EXCERTO DO DOCUMENTO:

>>>>>

Voltemos à liturgia e à procissão dos Ramos. Nela a liturgia prevê como canto o Salmo 24 [23], que era também em Israel um canto processional usado para a subida ao monte do templo. O Salmo interpreta a subida interior da qual a subida exterior é imagem e nos explica assim mais uma vez o que significa subir com Cristo. "Quem subirá o monte do Senhor?", pergunta o Salmo, e indica duas condições fundamentais. Os que sobem e desejam chegar deveras ao cimo, chegar à altura verdadeira, devem ser pessoas que se interrogam sobre Deus. Pessoas que perscrutam à sua volta para procurar Deus, para procurar o seu rosto. Queridos jovens amigos como é importante hoje precisamente isto: não se deixar simplesmente levar aqui e ali na vida; não se contentar com o que todos pensam, dizem e fazem. Perscrutar Deus e procurar Deus. Não deixar que a pergunta sobre Deus se dissolva nas nossas almas. O desejo do que é maior. O desejo de O conhecer conhecer o seu Rosto...

A outra condição muito concreta para a subida é esta: pode estar no lugar santo "quem tem mãos inocentes e coração puro". Mãos inocentes mãos que não são usadas para actos de violência. São mãos que não estão sujas pela corrupção, com subornos. Coração puro quando é puro um coração? É puro um coração que não finge e não se mancha com mentiras nem hipocrisia. Um coração que permanece transparente como água nascente, porque não conhece a falsidade. É puro um coração que não se aliena com o inebriamento do prazer; um coração cujo amor é verdadeiro e não apenas paixão de um momento. Mãos inocentes e coração puro: se nós caminhamos com Jesus, subimos e encontramos as purificações que nos conduzirão verdadeiramente àquela altura para a qual o homem é destinado: a amizade com o próprio Deus.

<<<<<

INFORMAÇÃO EXTRAÍDA:
>>>>>

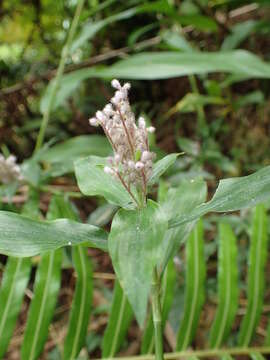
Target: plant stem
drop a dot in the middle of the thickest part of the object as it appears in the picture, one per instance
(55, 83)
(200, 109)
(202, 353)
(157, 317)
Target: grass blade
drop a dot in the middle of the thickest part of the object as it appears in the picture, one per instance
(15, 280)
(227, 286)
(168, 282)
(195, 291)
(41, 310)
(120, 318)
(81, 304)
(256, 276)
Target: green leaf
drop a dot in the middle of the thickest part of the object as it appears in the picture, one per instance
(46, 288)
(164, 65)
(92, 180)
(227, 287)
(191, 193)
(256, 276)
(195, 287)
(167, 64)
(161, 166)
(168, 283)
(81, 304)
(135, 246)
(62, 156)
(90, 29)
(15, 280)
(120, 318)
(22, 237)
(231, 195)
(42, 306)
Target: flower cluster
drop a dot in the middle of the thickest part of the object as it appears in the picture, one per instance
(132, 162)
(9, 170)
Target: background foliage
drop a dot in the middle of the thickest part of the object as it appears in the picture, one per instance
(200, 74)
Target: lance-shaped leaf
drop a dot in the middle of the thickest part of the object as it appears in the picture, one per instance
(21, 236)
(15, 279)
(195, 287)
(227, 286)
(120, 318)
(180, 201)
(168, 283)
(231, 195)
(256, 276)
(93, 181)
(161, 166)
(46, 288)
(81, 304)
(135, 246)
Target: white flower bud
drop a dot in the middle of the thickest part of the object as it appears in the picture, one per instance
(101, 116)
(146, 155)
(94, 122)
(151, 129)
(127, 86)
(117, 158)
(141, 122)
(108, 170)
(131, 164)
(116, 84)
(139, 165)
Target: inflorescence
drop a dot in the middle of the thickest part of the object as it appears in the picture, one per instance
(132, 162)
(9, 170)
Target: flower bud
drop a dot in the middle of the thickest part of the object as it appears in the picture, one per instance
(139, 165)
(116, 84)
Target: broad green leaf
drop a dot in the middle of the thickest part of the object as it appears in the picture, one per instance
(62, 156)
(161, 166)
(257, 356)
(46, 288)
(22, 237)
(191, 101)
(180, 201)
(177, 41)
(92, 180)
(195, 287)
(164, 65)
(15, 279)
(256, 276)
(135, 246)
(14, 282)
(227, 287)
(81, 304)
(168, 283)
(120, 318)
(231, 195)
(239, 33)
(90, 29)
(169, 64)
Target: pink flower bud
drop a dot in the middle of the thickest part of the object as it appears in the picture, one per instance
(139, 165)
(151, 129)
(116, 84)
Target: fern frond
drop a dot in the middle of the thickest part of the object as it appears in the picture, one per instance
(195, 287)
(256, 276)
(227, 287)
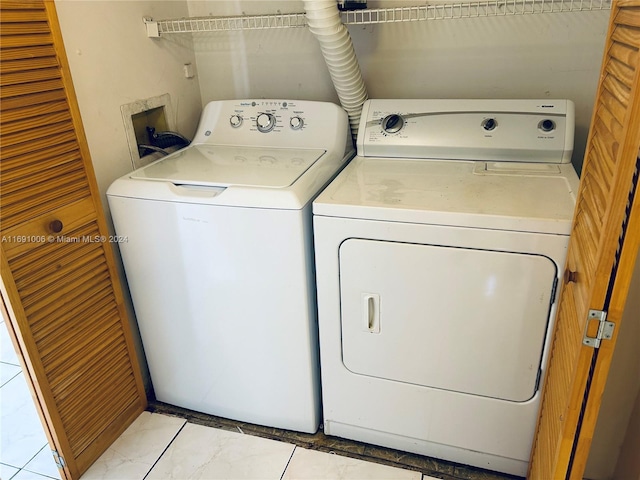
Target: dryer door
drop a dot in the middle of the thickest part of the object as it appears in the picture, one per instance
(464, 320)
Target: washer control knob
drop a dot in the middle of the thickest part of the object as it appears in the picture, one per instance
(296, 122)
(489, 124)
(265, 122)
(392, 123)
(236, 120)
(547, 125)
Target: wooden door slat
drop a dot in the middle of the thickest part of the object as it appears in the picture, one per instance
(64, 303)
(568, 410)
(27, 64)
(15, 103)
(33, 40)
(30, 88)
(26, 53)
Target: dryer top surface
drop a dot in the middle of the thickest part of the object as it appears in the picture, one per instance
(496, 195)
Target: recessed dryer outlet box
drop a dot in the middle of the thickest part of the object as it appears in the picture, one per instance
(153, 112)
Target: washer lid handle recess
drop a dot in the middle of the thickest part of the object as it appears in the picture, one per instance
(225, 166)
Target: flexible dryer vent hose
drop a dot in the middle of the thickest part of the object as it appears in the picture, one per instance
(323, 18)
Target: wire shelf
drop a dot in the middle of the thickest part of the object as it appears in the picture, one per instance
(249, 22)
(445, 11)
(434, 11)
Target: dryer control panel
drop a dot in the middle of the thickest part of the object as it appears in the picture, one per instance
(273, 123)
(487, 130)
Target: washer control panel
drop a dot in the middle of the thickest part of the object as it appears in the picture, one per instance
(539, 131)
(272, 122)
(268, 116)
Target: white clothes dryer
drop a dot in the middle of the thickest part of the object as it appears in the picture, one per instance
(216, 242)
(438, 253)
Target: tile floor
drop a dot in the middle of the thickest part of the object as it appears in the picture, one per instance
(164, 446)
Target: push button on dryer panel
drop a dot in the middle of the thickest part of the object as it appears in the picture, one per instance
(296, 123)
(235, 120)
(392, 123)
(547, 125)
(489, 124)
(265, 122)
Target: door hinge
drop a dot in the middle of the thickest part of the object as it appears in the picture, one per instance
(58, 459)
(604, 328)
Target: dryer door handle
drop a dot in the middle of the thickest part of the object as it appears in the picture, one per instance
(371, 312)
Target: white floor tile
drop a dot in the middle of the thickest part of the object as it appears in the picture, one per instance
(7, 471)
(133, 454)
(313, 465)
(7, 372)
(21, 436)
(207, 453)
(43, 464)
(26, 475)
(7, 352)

<<<<<

Diga se cada afirmação concorda com o texto sobre a procissão dos Ramos, respondendo sim ou não e citando textualmente as palavras do texto que o decidem: (a) a liturgia prevê como canto da procissão o Salmo 24 [23]; (b) o Salmo indica três condições fundamentais para a subida; (c) o coração puro é comparado à água nascente.

RESPOSTA À TAREFA:
(a) Sim: "Nela a liturgia prevê como canto o Salmo 24 [23]".
(b) Não: "e indica duas condições fundamentais".
(c) Sim: "Um coração que permanece transparente como água nascente, porque não conhece a falsidade."